**Task details:** Output each line of the data below exactly, omitting any image.

**Entries shown:**
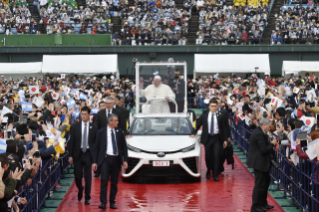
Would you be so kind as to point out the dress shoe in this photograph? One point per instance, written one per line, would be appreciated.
(268, 207)
(80, 194)
(259, 209)
(208, 175)
(102, 206)
(113, 206)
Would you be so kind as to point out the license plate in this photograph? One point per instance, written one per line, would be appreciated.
(160, 163)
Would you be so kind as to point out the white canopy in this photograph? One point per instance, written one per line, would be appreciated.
(79, 64)
(231, 63)
(294, 67)
(20, 68)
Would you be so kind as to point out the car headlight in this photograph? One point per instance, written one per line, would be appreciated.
(189, 148)
(134, 149)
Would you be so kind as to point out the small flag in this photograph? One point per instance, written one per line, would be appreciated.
(95, 110)
(76, 113)
(55, 95)
(26, 106)
(3, 146)
(91, 98)
(66, 90)
(241, 116)
(38, 101)
(70, 103)
(34, 89)
(22, 99)
(83, 96)
(76, 96)
(309, 121)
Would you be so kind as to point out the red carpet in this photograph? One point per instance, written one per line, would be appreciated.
(232, 193)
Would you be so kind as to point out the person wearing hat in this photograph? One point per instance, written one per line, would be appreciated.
(162, 93)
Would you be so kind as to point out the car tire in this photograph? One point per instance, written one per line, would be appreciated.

**Answer box:**
Would you be so kind as to point out the dress shoe in this photograph? One point per instance, written one per line, would be appreciated.
(268, 207)
(80, 194)
(259, 209)
(208, 175)
(102, 206)
(113, 206)
Would you be so kind as to point out the license plate in this photograph? One point per instance, written one per line, would be appreciated.
(160, 163)
Would you be so kind as to point out the white canopy in this photograph? One point per instance, written one per line, would be appreciated.
(79, 64)
(231, 63)
(294, 67)
(20, 68)
Would you be so kind as to point out the car headlight in this photograph? One point per instance, written one per line, would be appreciated.
(189, 148)
(134, 149)
Would you be so kind as to point out the small flag in this photograph? One point per instance, written one per line, would be appreciated.
(95, 110)
(76, 113)
(55, 95)
(26, 106)
(3, 146)
(91, 98)
(66, 90)
(241, 116)
(38, 101)
(70, 103)
(34, 89)
(22, 99)
(83, 96)
(76, 96)
(309, 121)
Would you be so kind as to point out the red carpet in this photograph? One point per instance, written one per line, would be appreciated.
(232, 193)
Would you be so kind as to point out the person wearing hat in this photograph? One point per instance, written one per line, would be appreciated.
(162, 93)
Would you be so kind as to point out the car tire in this photograph? One point per instance, written one per line, would be appreciated.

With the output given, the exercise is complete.